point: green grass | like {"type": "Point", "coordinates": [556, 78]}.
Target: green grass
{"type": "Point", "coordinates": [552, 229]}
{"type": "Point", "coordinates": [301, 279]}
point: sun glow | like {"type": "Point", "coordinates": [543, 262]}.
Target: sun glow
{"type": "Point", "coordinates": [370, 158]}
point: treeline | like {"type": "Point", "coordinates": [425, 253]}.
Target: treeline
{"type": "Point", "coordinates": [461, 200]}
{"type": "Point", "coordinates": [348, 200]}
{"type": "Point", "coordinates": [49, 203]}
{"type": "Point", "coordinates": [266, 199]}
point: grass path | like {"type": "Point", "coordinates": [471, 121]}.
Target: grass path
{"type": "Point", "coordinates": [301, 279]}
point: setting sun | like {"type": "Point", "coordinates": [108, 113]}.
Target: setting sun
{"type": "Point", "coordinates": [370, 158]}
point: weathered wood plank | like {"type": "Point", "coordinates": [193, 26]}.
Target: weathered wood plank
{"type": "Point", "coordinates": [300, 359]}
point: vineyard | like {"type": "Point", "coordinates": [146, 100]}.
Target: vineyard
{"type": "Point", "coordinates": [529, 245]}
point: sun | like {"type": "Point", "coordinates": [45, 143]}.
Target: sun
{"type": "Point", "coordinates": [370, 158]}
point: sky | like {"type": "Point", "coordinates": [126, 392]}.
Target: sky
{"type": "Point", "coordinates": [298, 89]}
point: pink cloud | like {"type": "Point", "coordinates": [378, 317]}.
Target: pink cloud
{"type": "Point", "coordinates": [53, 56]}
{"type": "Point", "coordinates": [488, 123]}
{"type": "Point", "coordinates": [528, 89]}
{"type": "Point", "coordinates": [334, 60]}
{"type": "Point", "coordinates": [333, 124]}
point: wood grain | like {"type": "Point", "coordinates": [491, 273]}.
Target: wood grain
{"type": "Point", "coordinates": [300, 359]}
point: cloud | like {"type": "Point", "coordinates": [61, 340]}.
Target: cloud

§ **Aim of the exercise**: Copy the entire listing above line for line, with no changes.

§ **Answer to the problem**:
point: green grass | like {"type": "Point", "coordinates": [556, 78]}.
Target: green grass
{"type": "Point", "coordinates": [552, 229]}
{"type": "Point", "coordinates": [301, 279]}
point: sun glow | like {"type": "Point", "coordinates": [543, 262]}.
Target: sun glow
{"type": "Point", "coordinates": [370, 158]}
point: treeline | like {"type": "Point", "coordinates": [425, 253]}.
Target: treeline
{"type": "Point", "coordinates": [461, 200]}
{"type": "Point", "coordinates": [348, 200]}
{"type": "Point", "coordinates": [49, 203]}
{"type": "Point", "coordinates": [266, 199]}
point: grass path | like {"type": "Point", "coordinates": [471, 121]}.
Target: grass path
{"type": "Point", "coordinates": [301, 279]}
point: setting sun | like {"type": "Point", "coordinates": [108, 113]}.
Target: setting sun
{"type": "Point", "coordinates": [370, 158]}
point: weathered wood plank | like {"type": "Point", "coordinates": [193, 26]}.
Target: weathered wood plank
{"type": "Point", "coordinates": [300, 359]}
point: vineyard | like {"type": "Point", "coordinates": [146, 100]}.
Target: vineyard
{"type": "Point", "coordinates": [529, 245]}
point: sun | like {"type": "Point", "coordinates": [45, 143]}.
Target: sun
{"type": "Point", "coordinates": [370, 158]}
point: sky | like {"type": "Point", "coordinates": [126, 392]}.
Target: sky
{"type": "Point", "coordinates": [298, 89]}
point: pink cloud | like {"type": "Point", "coordinates": [378, 317]}.
Target: pink cloud
{"type": "Point", "coordinates": [53, 56]}
{"type": "Point", "coordinates": [488, 123]}
{"type": "Point", "coordinates": [528, 89]}
{"type": "Point", "coordinates": [334, 60]}
{"type": "Point", "coordinates": [333, 124]}
point: wood grain | like {"type": "Point", "coordinates": [491, 273]}.
Target: wood grain
{"type": "Point", "coordinates": [300, 359]}
point: cloud | like {"type": "Point", "coordinates": [61, 340]}.
Target: cloud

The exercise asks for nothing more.